**Exercise goal:** Copy word for word the part of the forum thread on Zniffering below, starting with "2. Lo and behold" and going on through "out the hub.".

What I learnt from Zniffering, and lessons for the "Slowdown" Disease

First of all, I would like to thank @codahq for bringing Zniffering to our attention, and for allowing us (really for the first time) to "see" our zwave networks. If you have an extensive zwave network, and you're having issues, please see his post which I've inserted at the bottom of this post.
I'm writing this post to help other Hubitaters who may read this at some point in time in the future.

  1. A few (3-5) years ago, when I first got started in Home Automation, and I was convinced that z-wave was the answer (days of Vera, HomeAssistant, etc.), I thought that it was a good idea to build out my zwave network to the furthest reaches of my house. I reasoned that no matter where I would put my zwave devices (especially un-powered sensors), I would be covered by a good mesh. So, I purchased quite a few zwave outlets and scattered them around my home. Zniffering allowed me to see that my newer zwave plus devices had such a great range that I didn't need any of those zwave outlets. Furthermore, some of those outlets were actually slowing down my zwave communications. In a burst of energy (aided by a forced isolation), I replaced 6 of them in one day. I must have run at least 3 (maybe 4) zwave repairs that day.
  2. Lo and behold - I have a small zwave simple lighting automation, which I run to see how my zwave is doing. I count the number of seconds for it to execute, which is usually 1-2 seconds. The day that I did all of those zwave repairs, that automation took 17 seconds. Hmmm... I had just rebuilt the mesh tables with a zwave repair - why did it take so long? Could it be that each zwave repair exhausts some part of some resource, so that after a number of zwave repairs everything runs slow? I really can't say for sure, but I can say that next day after a reboot, that same automation ran in under 1 second.

Unfortunately, I don't know why we have the "Slowdown" disease. I know that if you have it, unfortunately you have to investigate and investigate, and investigate. Maybe you will eventually find the right antibody.

1 Like

Ahem... maybe the "reboot" helped clean out the hub.

I might add that you should use a secondary controller like the PC Controller to perform Z-Wave tests, validations, speed testing to get the direct reaction/response timing to remove HE from the equation when wanting to test Z-Wave Network performance. Only then can you say "Aha it's a Z-Wave issue"... or not.

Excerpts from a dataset

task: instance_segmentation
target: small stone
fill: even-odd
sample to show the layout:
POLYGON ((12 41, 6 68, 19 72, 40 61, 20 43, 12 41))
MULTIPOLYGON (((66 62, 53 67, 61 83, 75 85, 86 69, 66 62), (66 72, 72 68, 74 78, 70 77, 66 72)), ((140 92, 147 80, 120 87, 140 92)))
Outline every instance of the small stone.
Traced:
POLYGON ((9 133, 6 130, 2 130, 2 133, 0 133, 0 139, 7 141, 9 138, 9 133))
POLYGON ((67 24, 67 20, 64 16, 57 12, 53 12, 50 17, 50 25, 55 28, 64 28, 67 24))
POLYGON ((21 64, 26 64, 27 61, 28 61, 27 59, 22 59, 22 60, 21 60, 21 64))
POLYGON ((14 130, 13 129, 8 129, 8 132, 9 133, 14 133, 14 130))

**Written answer:**
2. Lo and behold - I have a small zwave simple lighting automation, which I run to see how my zwave is doing. I count the number of seconds for it to execute, which is usually 1-2 seconds. The day that I did all of those zwave repairs, that automation took 17 seconds. Hmmm... I had just rebuilt the mesh tables with a zwave repair - why did it take so long? Could it be that each zwave repair exhausts some part of some resource, so that after a number of zwave repairs everything runs slow? I really can't say for sure, but I can say that next day after a reboot, that same automation ran in under 1 second.

Unfortunately, I don't know why we have the "Slowdown" disease. I know that if you have it, unfortunately you have to investigate and investigate, and investigate. Maybe you will eventually find the right antibody.

1 Like

Ahem... maybe the "reboot" helped clean out the hub.